__Work to do__: Set down verbatim the stretch from the line containing "the sky, dropping a point on every instance." through the final line of the items, including both ends.

--- START Dataset content ---

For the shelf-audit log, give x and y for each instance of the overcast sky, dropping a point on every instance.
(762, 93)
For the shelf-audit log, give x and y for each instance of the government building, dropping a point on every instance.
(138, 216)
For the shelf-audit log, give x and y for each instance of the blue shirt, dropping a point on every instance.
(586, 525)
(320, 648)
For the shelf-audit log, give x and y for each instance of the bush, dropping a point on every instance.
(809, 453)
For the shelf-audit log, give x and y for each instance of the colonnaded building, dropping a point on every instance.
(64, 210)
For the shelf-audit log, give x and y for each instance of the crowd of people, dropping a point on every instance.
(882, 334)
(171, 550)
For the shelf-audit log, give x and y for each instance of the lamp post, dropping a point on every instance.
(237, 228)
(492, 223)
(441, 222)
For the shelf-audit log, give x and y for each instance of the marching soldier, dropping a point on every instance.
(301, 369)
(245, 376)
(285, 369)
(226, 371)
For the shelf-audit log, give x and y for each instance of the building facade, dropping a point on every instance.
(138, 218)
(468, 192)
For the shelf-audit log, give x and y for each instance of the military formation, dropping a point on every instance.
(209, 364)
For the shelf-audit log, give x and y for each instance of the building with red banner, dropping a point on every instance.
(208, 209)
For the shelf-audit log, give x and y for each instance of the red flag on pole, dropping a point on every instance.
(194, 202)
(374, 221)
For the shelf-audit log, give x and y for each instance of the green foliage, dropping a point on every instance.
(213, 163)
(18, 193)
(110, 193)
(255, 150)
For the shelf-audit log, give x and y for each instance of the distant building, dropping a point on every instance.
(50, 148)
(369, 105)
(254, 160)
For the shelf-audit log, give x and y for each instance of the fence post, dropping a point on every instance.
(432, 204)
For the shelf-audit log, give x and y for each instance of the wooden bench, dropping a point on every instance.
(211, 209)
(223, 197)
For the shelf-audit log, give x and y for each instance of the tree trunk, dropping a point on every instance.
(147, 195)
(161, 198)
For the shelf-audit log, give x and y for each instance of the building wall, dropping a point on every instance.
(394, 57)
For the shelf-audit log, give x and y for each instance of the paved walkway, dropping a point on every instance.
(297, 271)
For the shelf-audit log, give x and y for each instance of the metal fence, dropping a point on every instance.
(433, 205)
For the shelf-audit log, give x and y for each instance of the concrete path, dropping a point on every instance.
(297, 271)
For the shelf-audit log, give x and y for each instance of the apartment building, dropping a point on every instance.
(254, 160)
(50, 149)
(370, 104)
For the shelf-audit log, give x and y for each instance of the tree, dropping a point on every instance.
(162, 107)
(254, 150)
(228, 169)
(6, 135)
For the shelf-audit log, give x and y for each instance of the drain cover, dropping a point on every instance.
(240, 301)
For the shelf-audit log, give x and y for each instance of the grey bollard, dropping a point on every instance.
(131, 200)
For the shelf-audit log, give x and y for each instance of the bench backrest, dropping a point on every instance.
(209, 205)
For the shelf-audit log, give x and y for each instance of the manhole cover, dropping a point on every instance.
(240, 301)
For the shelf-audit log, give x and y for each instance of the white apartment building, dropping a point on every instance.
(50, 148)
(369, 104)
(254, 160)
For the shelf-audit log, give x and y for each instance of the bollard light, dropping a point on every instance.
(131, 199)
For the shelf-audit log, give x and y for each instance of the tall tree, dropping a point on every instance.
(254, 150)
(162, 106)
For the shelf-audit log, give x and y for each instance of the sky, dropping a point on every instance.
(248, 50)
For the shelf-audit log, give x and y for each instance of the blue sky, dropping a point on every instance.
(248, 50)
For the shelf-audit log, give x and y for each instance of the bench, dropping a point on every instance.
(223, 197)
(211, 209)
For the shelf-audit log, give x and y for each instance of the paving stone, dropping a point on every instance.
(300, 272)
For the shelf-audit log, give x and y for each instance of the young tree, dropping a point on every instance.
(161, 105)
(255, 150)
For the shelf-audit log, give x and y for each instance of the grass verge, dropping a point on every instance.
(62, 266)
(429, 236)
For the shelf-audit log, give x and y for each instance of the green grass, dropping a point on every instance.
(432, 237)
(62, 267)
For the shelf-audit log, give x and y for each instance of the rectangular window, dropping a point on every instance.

--- END Dataset content ---

__Expected answer__:
For the shelf-audit log, give x and y for each instance of the sky, dropping a point on every instance.
(248, 50)
For the shelf-audit log, give x and y for each instance of the blue sky, dropping a point on every instance.
(248, 50)
For the shelf-audit log, give x and y for each instance of the bench, dropping a point on every instance.
(223, 197)
(211, 209)
For the shelf-audit log, give x and y for each instance of the paving stone, dropping a point on every instance.
(300, 272)
For the shelf-audit log, give x and y for each instance of the young tree, dropping a point on every instance.
(161, 105)
(255, 150)
For the shelf-audit log, give x and y for each instance of the grass verge, dropping a point on every instance.
(62, 266)
(429, 236)
For the shelf-audit log, give x and y for each instance of the green grass, dropping a point on every instance.
(432, 237)
(62, 267)
For the shelf-audit log, give x and y for each instance of the rectangular window, dropping a point on every instance.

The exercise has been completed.